> **EXCERPT TO READ**:
JavaTableApiFraudPipeline.java
import org.apache.flink.table.api.*;
import org.apache.flink.table.api.bridge.java.StreamTableEnvironment;
import org.apache.flink.streaming.api.environment.StreamExecutionEnvironment;

public class TableApiFraudPipeline {

    public static void main(String[] args) throws Exception {

        StreamExecutionEnvironment env = StreamExecutionEnvironment.getExecutionEnvironment();
        StreamTableEnvironment tEnv    = StreamTableEnvironment.create(env);

        // ── 1. Register the JAR on the classpath ────────────────────────────
        //    On non-Studio platforms, add the JAR to the Flink classpath at
        //    job submission time, or use the SQL ADD JAR statement.
        tEnv.executeSql(
            "ADD JAR '/opt/flink/usrlib/otter-stream-sql-1.0.17-flink-udf.jar'"
        );

        // ── 2. Register the UDF ─────────────────────────────────────────────
        tEnv.executeSql(
            "CREATE TEMPORARY FUNCTION IF NOT EXISTS ml_score " +
            "AS 'com.codedstreams.otterstreams.sql.udf.MLInferenceFunction' " +
            "LANGUAGE JAVA"

> **WRITTEN TASK 1**: Duplicate the part of the Flink fraud pipeline code that opens with the words containing "public class TableApiFraudPipeline" and closes with "ADD JAR statement.".
> **WRITTEN TASK 2**:
Answer these about the Flink fraud pipeline code:
(a) Under what function name is the UDF registered?
(b) Which SQL statement do the comments name as an option for adding the JAR on non-Studio platforms?
(c) What file path is given for the JAR?
> **WRITTEN TASK 3**: Take the Flink fraud pipeline code further from where it stops.
The lines after this point come from a separate source, unrelated to the Flink code.

> **LISTED RECORDS**:
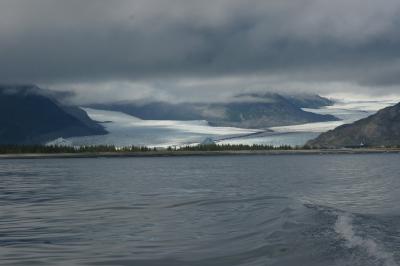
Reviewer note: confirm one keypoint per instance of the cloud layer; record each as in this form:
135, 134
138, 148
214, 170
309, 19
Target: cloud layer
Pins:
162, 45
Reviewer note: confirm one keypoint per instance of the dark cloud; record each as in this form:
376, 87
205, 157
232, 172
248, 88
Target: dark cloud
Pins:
==
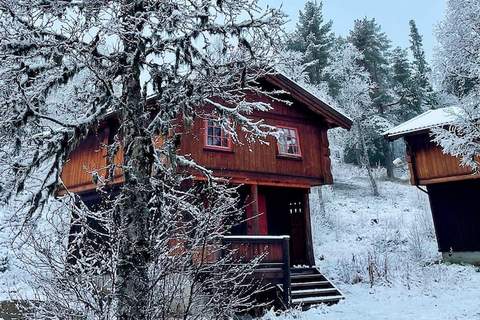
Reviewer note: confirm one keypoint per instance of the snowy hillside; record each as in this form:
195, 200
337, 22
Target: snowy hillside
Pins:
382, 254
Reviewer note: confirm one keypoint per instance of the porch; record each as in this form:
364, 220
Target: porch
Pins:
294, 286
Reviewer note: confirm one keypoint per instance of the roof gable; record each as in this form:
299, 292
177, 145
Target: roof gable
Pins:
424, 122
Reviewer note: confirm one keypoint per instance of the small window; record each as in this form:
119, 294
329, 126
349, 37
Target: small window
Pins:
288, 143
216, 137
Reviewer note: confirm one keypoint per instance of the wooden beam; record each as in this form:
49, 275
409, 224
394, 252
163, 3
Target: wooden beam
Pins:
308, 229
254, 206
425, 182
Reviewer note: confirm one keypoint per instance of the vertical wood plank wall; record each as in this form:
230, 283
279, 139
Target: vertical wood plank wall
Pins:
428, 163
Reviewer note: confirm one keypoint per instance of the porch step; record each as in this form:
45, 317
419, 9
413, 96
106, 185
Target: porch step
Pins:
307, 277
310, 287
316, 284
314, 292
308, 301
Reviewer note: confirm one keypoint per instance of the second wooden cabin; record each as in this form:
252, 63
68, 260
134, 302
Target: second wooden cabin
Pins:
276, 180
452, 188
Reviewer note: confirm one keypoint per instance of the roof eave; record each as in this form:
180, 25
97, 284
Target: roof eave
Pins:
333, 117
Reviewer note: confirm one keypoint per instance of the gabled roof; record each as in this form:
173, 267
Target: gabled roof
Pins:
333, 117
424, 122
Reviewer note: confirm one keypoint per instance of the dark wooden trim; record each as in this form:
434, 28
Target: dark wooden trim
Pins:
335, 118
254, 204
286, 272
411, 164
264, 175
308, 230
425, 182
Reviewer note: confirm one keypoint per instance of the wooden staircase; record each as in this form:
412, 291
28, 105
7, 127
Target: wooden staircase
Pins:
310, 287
...
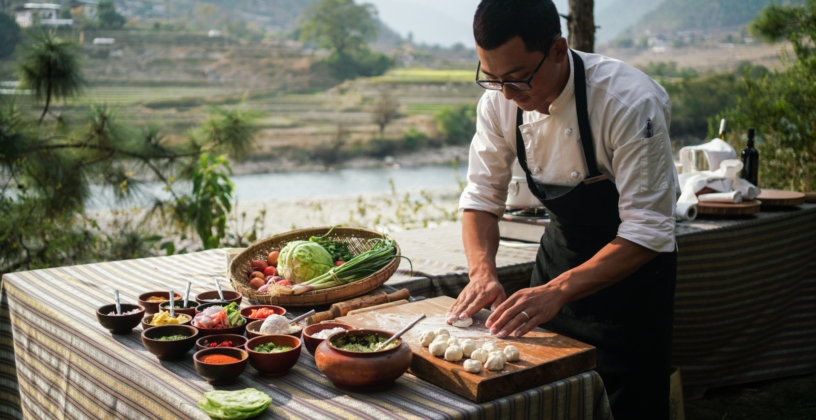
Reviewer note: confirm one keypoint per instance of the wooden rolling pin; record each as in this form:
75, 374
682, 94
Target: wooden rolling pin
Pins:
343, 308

> **REPLY 1**:
public class TableApiFraudPipeline {

    public static void main(String[] args) throws Exception {

        StreamExecutionEnvironment env = StreamExecutionEnvironment.getExecutionEnvironment();
        StreamTableEnvironment tEnv    = StreamTableEnvironment.create(env);

        // ── 1. Register the JAR on the classpath ────────────────────────────
        //    On non-Studio platforms, add the JAR to the Flink classpath at
        //    job submission time, or use the SQL ADD JAR statement.

> **REPLY 2**:
(a) ml_score
(b) ADD JAR
(c) /opt/flink/usrlib/otter-stream-sql-1.0.17-flink-udf.jar

> **REPLY 3**:
        );

        // ── 3. Preload the model via connector table ─────────────────────────
        tEnv.executeSql(
            "CREATE TEMPORARY TABLE fraud_model_source (score DOUBLE) WITH (" +
            "  'connector'           = 'ml-inference',"           +
            "  'model.name'          = 'fraud-detector',"         +
            "  'model.path'          = 's3a://ml-models/fraud-detector/v1/'," +
            "  'model.format'        = 'tensorflow-savedmodel',"  +
            "  'model.s3.endpoint'   = 'http://minio:9000',"      +
            "  'model.s3.access-key' = 'minioadmin',"             +
            "  'model.s3.secret-key' = 'minioadmin',"             +
            "  'model.s3.path-style' = 'true',"                   +
            "  'cache.enabled'       = 'true',"                   +
            "  'cache.ttl-minutes'   = '60'"                      +
            ")"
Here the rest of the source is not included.